In [1]:
import torch
from torchvision import transforms
import torch.nn as nn
from torch.utils.data import Dataset, DataLoader
import pytorch_lightning as pl
from pytorch_lightning import seed_everything
import torchmetrics
from torchinfo import summary

import numpy as np
import os
import cv2
from tqdm.notebook import tqdm

seed_everything(1337)

Global seed set to 1337


1337

In [2]:
class C3D(pl.LightningModule):
    """
    https://arxiv.org/abs/1412.0767
    """
    def __init__(self, num_classes=487):
        super().__init__()
        self.conv1 = nn.Conv3d(3, 64, kernel_size=(3, 3, 3), padding=(1, 1, 1))
        self.pool1 = nn.MaxPool3d(kernel_size=(1, 2, 2), stride=(1, 2, 2))

        self.conv2 = nn.Conv3d(64, 128, kernel_size=(3, 3, 3), padding=(1, 1, 1))
        self.pool2 = nn.MaxPool3d(kernel_size=(2, 2, 2), stride=(2, 2, 2))

        self.conv3a = nn.Conv3d(128, 256, kernel_size=(3, 3, 3), padding=(1, 1, 1))
        self.conv3b = nn.Conv3d(256, 256, kernel_size=(3, 3, 3), padding=(1, 1, 1))
        self.pool3 = nn.MaxPool3d(kernel_size=(2, 2, 2), stride=(2, 2, 2))

        self.conv4a = nn.Conv3d(256, 512, kernel_size=(3, 3, 3), padding=(1, 1, 1))
        self.conv4b = nn.Conv3d(512, 512, kernel_size=(3, 3, 3), padding=(1, 1, 1))
        self.pool4 = nn.MaxPool3d(kernel_size=(2, 2, 2), stride=(2, 2, 2))

        self.conv5a = nn.Conv3d(512, 512, kernel_size=(3, 3, 3), padding=(1, 1, 1))
        self.conv5b = nn.Conv3d(512, 512, kernel_size=(3, 3, 3), padding=(1, 1, 1))
        self.pool5 = nn.MaxPool3d(kernel_size=(2, 2, 2), stride=(2, 2, 2), padding=(0, 1, 1))

        self.flatten = nn.Flatten(start_dim=1)

        self.fc6 = nn.Linear(8192, 4096)
        self.fc7 = nn.Linear(4096, 4096)
        self.fc8 = nn.Linear(4096, num_classes)

        self.dropout = nn.Dropout(p=0.5)

        self.relu = nn.ReLU()
        self.softmax = nn.Softmax(dim=1)

        self.acc = torchmetrics.Accuracy()
        self.loss = nn.CrossEntropyLoss()


    def init_weight(self):
        for name, para in self.named_parameters():
            if name.find('weight') != -1:
                nn.init.xavier_normal_(para.data)
            else:
                nn.init.constant_(para.data, 0)


    def forward(self, x):

        x = self.relu(self.conv1(x))

Part of a data file
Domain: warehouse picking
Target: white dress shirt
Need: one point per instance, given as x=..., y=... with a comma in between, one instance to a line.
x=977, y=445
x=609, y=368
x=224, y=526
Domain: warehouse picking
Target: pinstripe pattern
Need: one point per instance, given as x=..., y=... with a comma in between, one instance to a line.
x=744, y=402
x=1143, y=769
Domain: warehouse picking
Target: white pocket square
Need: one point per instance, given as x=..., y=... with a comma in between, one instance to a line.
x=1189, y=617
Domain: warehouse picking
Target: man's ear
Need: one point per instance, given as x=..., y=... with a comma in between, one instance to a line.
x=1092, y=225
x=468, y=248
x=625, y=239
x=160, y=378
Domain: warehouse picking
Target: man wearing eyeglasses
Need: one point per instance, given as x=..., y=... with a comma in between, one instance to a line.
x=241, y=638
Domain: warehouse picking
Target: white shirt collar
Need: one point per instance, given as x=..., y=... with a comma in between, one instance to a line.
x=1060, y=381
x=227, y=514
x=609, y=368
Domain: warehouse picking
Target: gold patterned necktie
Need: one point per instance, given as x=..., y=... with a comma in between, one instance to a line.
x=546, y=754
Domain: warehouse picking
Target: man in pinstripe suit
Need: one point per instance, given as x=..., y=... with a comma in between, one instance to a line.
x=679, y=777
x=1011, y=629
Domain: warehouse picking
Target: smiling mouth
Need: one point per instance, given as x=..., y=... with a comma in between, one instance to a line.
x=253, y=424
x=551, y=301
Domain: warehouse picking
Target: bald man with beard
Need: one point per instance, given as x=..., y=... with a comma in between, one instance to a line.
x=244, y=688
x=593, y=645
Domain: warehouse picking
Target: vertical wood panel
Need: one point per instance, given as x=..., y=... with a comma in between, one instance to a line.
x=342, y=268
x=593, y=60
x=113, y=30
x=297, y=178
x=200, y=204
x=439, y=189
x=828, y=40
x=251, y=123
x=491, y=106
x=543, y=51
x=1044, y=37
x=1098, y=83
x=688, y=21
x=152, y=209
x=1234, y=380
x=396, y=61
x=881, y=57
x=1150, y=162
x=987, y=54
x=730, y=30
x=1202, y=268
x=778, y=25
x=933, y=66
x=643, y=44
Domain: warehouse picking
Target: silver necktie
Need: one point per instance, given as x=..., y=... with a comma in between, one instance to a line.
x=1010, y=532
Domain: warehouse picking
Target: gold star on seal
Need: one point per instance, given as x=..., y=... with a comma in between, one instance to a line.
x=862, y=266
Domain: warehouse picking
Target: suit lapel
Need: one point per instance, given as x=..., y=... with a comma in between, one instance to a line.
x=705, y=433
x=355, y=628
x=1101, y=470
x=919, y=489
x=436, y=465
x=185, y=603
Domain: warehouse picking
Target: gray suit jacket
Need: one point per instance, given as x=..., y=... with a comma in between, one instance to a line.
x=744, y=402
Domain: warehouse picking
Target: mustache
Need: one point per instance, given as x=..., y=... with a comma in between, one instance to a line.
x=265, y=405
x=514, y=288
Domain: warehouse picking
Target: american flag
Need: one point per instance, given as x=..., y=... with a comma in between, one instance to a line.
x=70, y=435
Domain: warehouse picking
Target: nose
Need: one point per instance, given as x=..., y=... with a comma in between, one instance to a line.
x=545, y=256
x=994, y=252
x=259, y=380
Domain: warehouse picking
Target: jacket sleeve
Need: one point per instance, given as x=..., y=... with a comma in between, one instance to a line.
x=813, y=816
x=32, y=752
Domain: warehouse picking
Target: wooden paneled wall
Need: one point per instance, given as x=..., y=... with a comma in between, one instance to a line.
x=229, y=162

> _REQUIREMENT 1_
What default number of classes does the C3D model in the notebook use?
> _REQUIREMENT 2_
Write out the notebook's text from "self.relu = nn.ReLU()" to "nn.init.xavier_normal_(para.data)".

> _EXERCISE SOLUTION 1_
487

> _EXERCISE SOLUTION 2_
self.relu = nn.ReLU()
        self.softmax = nn.Softmax(dim=1)

        self.acc = torchmetrics.Accuracy()
        self.loss = nn.CrossEntropyLoss()


    def init_weight(self):
        for name, para in self.named_parameters():
            if name.find('weight') != -1:
                nn.init.xavier_normal_(para.data)